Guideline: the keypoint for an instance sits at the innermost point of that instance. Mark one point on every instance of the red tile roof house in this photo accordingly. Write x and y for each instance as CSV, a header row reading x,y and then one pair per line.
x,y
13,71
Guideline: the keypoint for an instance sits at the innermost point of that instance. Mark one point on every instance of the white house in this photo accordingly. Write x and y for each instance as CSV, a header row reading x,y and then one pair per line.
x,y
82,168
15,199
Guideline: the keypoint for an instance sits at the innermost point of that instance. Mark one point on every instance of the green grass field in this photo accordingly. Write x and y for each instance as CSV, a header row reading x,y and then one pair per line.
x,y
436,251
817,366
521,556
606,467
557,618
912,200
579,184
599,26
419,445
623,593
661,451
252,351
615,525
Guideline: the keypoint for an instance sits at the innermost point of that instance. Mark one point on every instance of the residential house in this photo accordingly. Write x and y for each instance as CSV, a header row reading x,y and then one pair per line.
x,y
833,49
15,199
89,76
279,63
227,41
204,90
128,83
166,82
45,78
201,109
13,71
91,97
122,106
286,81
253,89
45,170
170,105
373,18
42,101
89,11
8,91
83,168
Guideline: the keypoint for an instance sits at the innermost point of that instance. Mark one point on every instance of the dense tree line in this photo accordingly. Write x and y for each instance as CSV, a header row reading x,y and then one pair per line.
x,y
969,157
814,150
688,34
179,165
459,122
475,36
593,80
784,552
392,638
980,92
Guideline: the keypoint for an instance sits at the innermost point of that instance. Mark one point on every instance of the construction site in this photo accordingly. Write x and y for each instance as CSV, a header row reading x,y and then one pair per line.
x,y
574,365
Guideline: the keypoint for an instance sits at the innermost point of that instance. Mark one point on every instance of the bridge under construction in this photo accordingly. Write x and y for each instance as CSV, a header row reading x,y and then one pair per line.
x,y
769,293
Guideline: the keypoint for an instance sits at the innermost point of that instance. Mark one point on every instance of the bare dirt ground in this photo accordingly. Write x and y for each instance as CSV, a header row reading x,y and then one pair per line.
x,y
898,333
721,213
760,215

▶ **Request**
Restate each entry exactly, skipping none.

▶ **Result for this task**
Guideline: the keypoint for an instance sits at the innermost point of that instance. Mark one point on every instance of the red tile roof house in this photo accordingly. Write x and y for each instance as CSV, a header row reading x,y and then one pair per line.
x,y
13,71
Guideline: the keypoint for an instance sits at the innermost point of that instance. Mark one point on every instance of the white house in this photo accordingly. Write x and y for each instance as CSV, a header row reading x,y and then one pair per line.
x,y
82,168
15,199
Guideline: the keypoint for an instance sits at the innermost point of that instance. Mark one point on every instance of the green grass field in this photo accordingly. Write x and y for each instance as CSV, a header row reading x,y and then one pair per line.
x,y
436,251
817,366
521,556
606,467
557,618
912,200
579,184
599,26
419,445
623,593
661,451
252,351
615,525
Guideline: the keypoint for an instance sits at the innermost point of that instance. Mark one point on every instance of the residential house in this photo accordingly. Write x and y for each instance as CSV, a header row reading x,y and then one pair per line.
x,y
833,49
15,199
89,76
279,63
227,41
204,90
128,83
166,82
45,78
201,109
13,71
91,97
122,106
286,81
253,89
45,170
170,105
373,18
42,101
89,11
8,91
83,168
Guideline: the keypoint for an instance sits at the innermost point of that instance. Mark one point on every instance of the dense tree line in this photo accordingly. Write x and y for each instance as CSV, a header row reading x,y and then one pair per line.
x,y
969,157
814,150
688,34
179,165
459,122
475,36
593,80
784,552
392,638
980,92
Guideline: the keypoint for an instance sits at the innermost point of that instance. Mark one point on every instance of the construction site in this photo accordingly. Write x and y for each instance as CSV, a header row reading x,y and then one pair per line.
x,y
574,365
Guideline: the keypoint for an instance sits at the innermost point of that instance. Mark one point on every instance of the bridge under construction in this photo accordingly. Write x and y for each instance as CSV, a header row reading x,y and then one pair per line.
x,y
769,293
Guideline: the keypoint for an instance sits at the innermost point of that instance. Mark one point on every instance of the bare dirt ground in this photo accordingly. Write x and y for each instance as CSV, a header row reading x,y and then one pair per line.
x,y
898,333
721,213
760,215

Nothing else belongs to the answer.